-- The request --
Show every line of the data below that contains the string "asphalt", copying each one unchanged.

Pointing and labeling data:
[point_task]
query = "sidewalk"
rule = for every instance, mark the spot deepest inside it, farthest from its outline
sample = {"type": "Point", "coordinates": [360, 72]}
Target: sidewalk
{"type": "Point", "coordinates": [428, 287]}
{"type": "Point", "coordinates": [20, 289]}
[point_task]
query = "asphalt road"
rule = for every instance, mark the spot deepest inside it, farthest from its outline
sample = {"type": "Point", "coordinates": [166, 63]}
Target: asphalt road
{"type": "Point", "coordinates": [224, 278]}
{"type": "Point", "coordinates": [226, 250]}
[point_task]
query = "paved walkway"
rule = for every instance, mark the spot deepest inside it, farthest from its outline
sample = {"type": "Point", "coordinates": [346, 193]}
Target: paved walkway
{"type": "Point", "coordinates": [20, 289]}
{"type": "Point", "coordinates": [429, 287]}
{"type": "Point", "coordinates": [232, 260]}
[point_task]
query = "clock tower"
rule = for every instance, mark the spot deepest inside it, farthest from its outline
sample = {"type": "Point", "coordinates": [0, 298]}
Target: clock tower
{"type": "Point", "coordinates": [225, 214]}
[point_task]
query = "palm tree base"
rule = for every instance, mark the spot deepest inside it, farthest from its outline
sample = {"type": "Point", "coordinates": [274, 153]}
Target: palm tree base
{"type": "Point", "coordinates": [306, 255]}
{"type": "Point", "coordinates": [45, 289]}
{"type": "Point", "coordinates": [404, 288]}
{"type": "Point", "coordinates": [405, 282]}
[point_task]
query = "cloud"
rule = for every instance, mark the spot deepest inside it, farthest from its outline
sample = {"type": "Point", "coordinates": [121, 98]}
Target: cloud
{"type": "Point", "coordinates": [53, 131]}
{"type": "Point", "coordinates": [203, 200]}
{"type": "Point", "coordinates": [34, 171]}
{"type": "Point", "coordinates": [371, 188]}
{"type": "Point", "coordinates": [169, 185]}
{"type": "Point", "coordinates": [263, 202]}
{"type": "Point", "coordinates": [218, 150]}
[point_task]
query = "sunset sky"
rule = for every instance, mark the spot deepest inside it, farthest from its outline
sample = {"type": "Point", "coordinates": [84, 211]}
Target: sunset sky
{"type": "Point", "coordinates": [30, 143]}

...

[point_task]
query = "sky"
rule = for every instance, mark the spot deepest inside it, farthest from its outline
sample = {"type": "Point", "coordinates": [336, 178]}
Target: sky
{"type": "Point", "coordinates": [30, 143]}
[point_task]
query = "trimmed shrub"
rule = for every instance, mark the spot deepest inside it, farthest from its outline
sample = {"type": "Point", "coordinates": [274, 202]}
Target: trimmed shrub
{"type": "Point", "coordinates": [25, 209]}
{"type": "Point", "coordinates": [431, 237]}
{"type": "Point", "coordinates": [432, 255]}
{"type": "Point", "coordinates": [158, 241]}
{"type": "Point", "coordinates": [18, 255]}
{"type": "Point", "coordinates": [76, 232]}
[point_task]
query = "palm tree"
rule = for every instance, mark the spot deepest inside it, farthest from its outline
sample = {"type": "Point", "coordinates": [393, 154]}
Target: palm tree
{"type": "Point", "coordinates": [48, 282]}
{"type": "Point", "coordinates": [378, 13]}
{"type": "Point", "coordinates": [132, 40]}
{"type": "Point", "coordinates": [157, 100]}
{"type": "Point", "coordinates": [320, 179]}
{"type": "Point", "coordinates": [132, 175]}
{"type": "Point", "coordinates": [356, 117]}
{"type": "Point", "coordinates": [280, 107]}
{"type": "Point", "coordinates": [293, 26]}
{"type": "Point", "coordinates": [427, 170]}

-- Output --
query = "asphalt road"
Target: asphalt road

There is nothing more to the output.